"""
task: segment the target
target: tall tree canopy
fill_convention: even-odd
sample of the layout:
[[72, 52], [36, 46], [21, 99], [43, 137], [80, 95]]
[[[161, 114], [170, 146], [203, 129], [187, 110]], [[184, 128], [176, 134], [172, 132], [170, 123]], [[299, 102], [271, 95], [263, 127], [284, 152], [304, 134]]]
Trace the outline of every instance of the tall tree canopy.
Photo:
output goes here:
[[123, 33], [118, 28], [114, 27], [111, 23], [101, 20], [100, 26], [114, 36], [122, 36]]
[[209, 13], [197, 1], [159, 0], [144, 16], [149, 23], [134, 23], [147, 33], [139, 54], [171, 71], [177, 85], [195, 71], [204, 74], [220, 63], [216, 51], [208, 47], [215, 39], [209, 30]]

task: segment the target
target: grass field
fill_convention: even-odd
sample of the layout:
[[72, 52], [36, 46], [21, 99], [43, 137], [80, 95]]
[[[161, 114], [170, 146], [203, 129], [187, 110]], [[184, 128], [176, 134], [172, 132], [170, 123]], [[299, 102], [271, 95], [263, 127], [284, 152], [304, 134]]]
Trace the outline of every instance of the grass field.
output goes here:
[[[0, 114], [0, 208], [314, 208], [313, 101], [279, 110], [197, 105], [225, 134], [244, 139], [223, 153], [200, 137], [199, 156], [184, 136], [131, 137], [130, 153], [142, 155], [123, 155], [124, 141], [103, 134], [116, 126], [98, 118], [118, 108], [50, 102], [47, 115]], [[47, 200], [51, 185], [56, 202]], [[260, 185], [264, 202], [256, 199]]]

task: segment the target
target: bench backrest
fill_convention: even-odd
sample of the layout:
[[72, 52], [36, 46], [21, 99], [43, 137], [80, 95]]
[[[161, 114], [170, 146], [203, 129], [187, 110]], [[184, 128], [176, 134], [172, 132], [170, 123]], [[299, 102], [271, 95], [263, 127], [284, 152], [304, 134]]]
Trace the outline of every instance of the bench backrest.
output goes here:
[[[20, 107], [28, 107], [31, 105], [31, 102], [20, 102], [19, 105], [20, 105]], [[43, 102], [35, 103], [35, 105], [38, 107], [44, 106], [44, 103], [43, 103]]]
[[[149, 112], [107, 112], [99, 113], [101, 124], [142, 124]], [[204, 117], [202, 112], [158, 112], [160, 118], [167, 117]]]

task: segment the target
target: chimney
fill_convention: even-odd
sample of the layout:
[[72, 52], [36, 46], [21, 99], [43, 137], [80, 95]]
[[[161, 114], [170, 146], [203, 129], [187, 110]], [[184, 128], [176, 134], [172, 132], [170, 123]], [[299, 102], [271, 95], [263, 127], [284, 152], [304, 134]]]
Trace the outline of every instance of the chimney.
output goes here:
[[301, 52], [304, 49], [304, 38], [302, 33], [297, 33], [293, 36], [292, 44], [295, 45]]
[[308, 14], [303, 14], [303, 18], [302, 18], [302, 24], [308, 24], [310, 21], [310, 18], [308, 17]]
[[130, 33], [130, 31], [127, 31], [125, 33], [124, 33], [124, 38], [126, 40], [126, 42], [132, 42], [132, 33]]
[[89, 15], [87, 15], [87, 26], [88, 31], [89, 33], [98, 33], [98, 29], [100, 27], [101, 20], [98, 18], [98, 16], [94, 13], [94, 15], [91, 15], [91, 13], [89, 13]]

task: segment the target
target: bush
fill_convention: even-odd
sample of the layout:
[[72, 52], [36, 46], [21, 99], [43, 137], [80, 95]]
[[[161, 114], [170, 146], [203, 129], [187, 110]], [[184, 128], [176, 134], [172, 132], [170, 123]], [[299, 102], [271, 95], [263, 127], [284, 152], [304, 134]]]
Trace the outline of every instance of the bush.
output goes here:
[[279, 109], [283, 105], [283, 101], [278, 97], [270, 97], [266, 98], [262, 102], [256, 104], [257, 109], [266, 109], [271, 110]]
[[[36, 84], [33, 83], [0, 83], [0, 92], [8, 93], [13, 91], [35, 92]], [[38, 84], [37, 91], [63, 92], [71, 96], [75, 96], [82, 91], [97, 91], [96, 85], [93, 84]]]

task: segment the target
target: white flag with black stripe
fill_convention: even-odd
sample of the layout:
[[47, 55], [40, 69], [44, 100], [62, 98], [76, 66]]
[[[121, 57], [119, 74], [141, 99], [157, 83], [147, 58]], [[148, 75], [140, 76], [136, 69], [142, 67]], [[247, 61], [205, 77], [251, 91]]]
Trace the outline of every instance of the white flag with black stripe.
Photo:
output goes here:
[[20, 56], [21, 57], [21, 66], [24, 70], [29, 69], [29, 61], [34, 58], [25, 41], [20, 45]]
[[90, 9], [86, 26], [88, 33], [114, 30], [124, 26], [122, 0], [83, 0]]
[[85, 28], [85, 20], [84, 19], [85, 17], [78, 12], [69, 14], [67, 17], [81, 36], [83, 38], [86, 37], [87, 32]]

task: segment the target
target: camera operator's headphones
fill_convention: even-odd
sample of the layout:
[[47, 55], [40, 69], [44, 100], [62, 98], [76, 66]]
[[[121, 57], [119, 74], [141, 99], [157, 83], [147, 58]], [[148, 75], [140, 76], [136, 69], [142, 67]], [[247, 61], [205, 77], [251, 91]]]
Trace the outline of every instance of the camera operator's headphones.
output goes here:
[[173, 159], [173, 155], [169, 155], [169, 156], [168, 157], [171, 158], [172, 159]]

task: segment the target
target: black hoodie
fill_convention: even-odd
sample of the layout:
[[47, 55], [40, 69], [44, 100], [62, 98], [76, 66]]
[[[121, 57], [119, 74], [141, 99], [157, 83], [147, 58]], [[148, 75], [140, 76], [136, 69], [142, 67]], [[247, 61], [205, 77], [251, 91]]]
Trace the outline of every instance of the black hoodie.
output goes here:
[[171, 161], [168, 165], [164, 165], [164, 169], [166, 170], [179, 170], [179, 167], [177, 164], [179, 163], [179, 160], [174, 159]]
"""
Direction: Extract every line of the records above word for word, from the first record through the last.

Answer to this task:
task: segment the target
target: tall tree canopy
fill_convention: even-odd
sample of the layout:
[[72, 52], [36, 46], [21, 99], [43, 137], [80, 95]]
[[[161, 114], [170, 146], [203, 129], [187, 110]], [[184, 128], [176, 134], [172, 132], [170, 123]], [[299, 102], [271, 95], [263, 127], [284, 152], [304, 134]]]
Trace the outline of every instance of the tall tree canopy.
Photo:
output goes here:
[[123, 33], [118, 28], [114, 27], [111, 23], [101, 20], [100, 26], [114, 36], [122, 36]]
[[209, 13], [197, 1], [159, 0], [144, 16], [149, 23], [134, 23], [147, 33], [139, 54], [171, 71], [177, 85], [195, 71], [204, 74], [220, 63], [216, 51], [208, 47], [215, 39], [209, 30]]

task: segment the target
target: grass field
fill_convention: even-odd
sample of the layout:
[[72, 52], [36, 46], [21, 99], [43, 137], [80, 95]]
[[[161, 114], [170, 146], [203, 129], [187, 110]], [[184, 128], [176, 134], [172, 132], [170, 123]], [[299, 102], [271, 95], [263, 127], [284, 152], [304, 134]]]
Trace the outline of every instance of the grass field.
output goes here:
[[[0, 114], [0, 208], [314, 208], [313, 101], [279, 110], [197, 105], [225, 134], [244, 139], [223, 153], [200, 137], [199, 156], [184, 136], [131, 137], [130, 153], [142, 155], [123, 155], [124, 141], [103, 134], [116, 126], [98, 118], [118, 108], [50, 102], [47, 115]], [[47, 200], [51, 185], [56, 202]], [[260, 185], [264, 202], [256, 199]]]

task: segment the target
target: bench backrest
fill_convention: even-odd
sample of the layout:
[[72, 52], [36, 46], [21, 99], [43, 137], [80, 95]]
[[[161, 114], [170, 146], [203, 129], [187, 110]], [[184, 128], [176, 134], [172, 132], [170, 123]], [[299, 102], [271, 95], [263, 127], [284, 152], [304, 134]]]
Trace the outline of every instance of the bench backrest.
output goes here:
[[[20, 107], [28, 107], [31, 105], [31, 102], [20, 102], [19, 105], [20, 105]], [[43, 102], [35, 103], [35, 105], [38, 107], [44, 106], [44, 103], [43, 103]]]
[[[149, 112], [107, 112], [99, 113], [101, 124], [142, 124]], [[204, 117], [202, 112], [158, 112], [160, 118], [167, 117]]]

task: segment the target
target: chimney
fill_convention: even-odd
sample of the layout:
[[72, 52], [36, 46], [21, 99], [43, 137], [80, 95]]
[[[161, 114], [170, 146], [203, 129], [187, 110]], [[184, 128], [176, 134], [172, 132], [170, 123]], [[299, 102], [271, 95], [263, 127], [284, 152], [304, 134]]]
Trace the outline of every instance of the chimney.
output goes here:
[[301, 52], [304, 49], [304, 38], [302, 33], [297, 33], [293, 36], [292, 44], [295, 45]]
[[308, 14], [303, 14], [303, 18], [302, 18], [302, 24], [308, 24], [310, 21], [310, 18], [308, 17]]
[[130, 33], [130, 31], [127, 31], [125, 33], [124, 33], [124, 38], [126, 40], [126, 42], [132, 42], [132, 33]]
[[89, 15], [87, 15], [87, 26], [88, 31], [89, 33], [98, 33], [98, 29], [100, 27], [101, 20], [98, 18], [98, 16], [94, 13], [94, 15], [91, 15], [91, 13], [89, 13]]

task: segment the target
target: bush
fill_convention: even-odd
sample of the layout:
[[72, 52], [36, 46], [21, 99], [43, 137], [80, 95]]
[[[161, 114], [170, 146], [203, 129], [187, 110]], [[184, 128], [176, 134], [172, 132], [170, 123]], [[299, 102], [271, 95], [263, 127], [284, 152], [304, 134]]]
Trace the outline of every instance of the bush.
output goes here:
[[279, 109], [283, 105], [283, 101], [278, 97], [270, 97], [266, 98], [262, 102], [256, 104], [257, 109], [266, 109], [271, 110]]
[[[36, 84], [33, 83], [0, 83], [0, 92], [8, 93], [13, 91], [35, 92]], [[38, 84], [37, 91], [63, 92], [71, 96], [75, 96], [82, 91], [97, 91], [96, 85], [93, 84]]]

task: segment the target
target: white flag with black stripe
fill_convention: even-odd
sample of the layout:
[[47, 55], [40, 69], [44, 100], [62, 98], [76, 66]]
[[[121, 57], [119, 74], [141, 99], [157, 83], [147, 58]], [[148, 75], [140, 76], [136, 69], [142, 67]], [[247, 61], [205, 77], [251, 91]]]
Trace the outline of every instance of the white flag with black stripe.
Photo:
output goes here:
[[20, 56], [21, 57], [21, 66], [24, 70], [29, 69], [29, 61], [34, 58], [25, 41], [20, 45]]
[[90, 9], [86, 26], [88, 33], [114, 30], [124, 26], [122, 0], [83, 0]]
[[85, 28], [85, 20], [84, 19], [85, 17], [78, 12], [69, 14], [67, 17], [81, 36], [83, 38], [86, 37], [87, 32]]

task: segment the target
target: camera operator's headphones
fill_convention: even-odd
sample of the layout:
[[47, 55], [40, 69], [44, 100], [62, 98], [76, 66]]
[[[121, 57], [119, 74], [141, 99], [157, 83], [147, 58]], [[148, 75], [140, 76], [136, 69], [142, 67]], [[247, 61], [205, 77], [251, 91]]]
Trace the outline of every instance of the camera operator's headphones.
output goes here:
[[173, 159], [173, 155], [169, 155], [169, 156], [168, 157], [171, 158], [172, 159]]

task: segment the target
target: black hoodie
fill_convention: even-odd
sample of the layout:
[[47, 55], [40, 69], [44, 100], [62, 98], [76, 66]]
[[[121, 57], [119, 74], [141, 99], [157, 83], [147, 58]], [[148, 75], [140, 76], [136, 69], [142, 67]], [[247, 61], [205, 77], [251, 91]]]
Trace the outline of every instance of the black hoodie.
output goes here:
[[171, 161], [168, 165], [164, 165], [164, 169], [166, 170], [179, 170], [179, 167], [177, 164], [179, 163], [179, 160], [174, 159]]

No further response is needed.